Segment Start: Input
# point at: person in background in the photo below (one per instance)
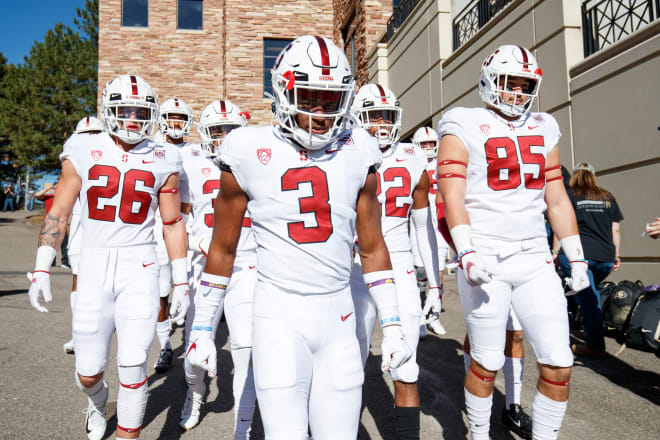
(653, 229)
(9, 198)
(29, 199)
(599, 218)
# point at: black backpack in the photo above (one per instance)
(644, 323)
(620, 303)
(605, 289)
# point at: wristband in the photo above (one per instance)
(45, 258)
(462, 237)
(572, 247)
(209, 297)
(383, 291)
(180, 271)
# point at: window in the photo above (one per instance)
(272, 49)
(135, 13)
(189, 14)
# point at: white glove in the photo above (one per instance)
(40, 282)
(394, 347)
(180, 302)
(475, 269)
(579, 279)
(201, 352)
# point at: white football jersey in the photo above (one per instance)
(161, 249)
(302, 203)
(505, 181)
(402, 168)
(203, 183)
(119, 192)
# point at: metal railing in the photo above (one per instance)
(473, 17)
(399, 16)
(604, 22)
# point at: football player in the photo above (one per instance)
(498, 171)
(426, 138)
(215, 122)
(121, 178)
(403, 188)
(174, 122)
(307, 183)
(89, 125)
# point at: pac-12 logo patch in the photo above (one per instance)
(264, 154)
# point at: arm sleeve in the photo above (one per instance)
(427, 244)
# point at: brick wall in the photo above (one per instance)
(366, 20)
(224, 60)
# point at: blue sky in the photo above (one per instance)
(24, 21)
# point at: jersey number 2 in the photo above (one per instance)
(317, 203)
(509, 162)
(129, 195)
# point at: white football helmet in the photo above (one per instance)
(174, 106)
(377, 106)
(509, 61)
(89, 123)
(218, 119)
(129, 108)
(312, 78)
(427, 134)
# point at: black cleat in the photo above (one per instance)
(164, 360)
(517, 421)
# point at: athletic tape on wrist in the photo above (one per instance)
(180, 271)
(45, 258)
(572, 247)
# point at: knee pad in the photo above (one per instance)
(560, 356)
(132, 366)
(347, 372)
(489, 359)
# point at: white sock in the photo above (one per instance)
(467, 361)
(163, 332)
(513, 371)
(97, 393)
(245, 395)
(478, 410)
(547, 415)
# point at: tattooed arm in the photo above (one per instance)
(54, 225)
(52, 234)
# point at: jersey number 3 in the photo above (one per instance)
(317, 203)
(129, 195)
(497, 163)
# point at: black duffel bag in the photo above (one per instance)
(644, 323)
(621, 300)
Segment End: Input
* Exercise requirements
Set down nothing but the lines from the one with "# point at: jersey number 2" through the end of the records, keeping each line exactly as written and including both ends.

* Exercise output
# point at: jersey number 2 in the photo above (one per instance)
(317, 203)
(509, 162)
(129, 195)
# point at: white football helmet in the photo above (one per instance)
(174, 106)
(377, 106)
(509, 61)
(89, 123)
(218, 119)
(129, 108)
(312, 78)
(427, 134)
# point at: black cleat in the photo above (one per instance)
(164, 360)
(517, 421)
# point at: athletic tape on wrist in the photo above (one per instance)
(180, 271)
(45, 258)
(572, 247)
# point at: knee pad in the photo above (one per instance)
(560, 356)
(132, 366)
(347, 372)
(489, 359)
# point at: white sock in the photo above (one per instance)
(467, 361)
(163, 332)
(513, 371)
(97, 393)
(245, 395)
(478, 410)
(547, 415)
# point at: tattooed arm in the photo above (one per instance)
(54, 225)
(52, 234)
# point at: jersey number 3 in the photo above (one per instance)
(317, 203)
(129, 195)
(497, 163)
# point at: black duffel bag in the photo above (one per instance)
(644, 323)
(621, 300)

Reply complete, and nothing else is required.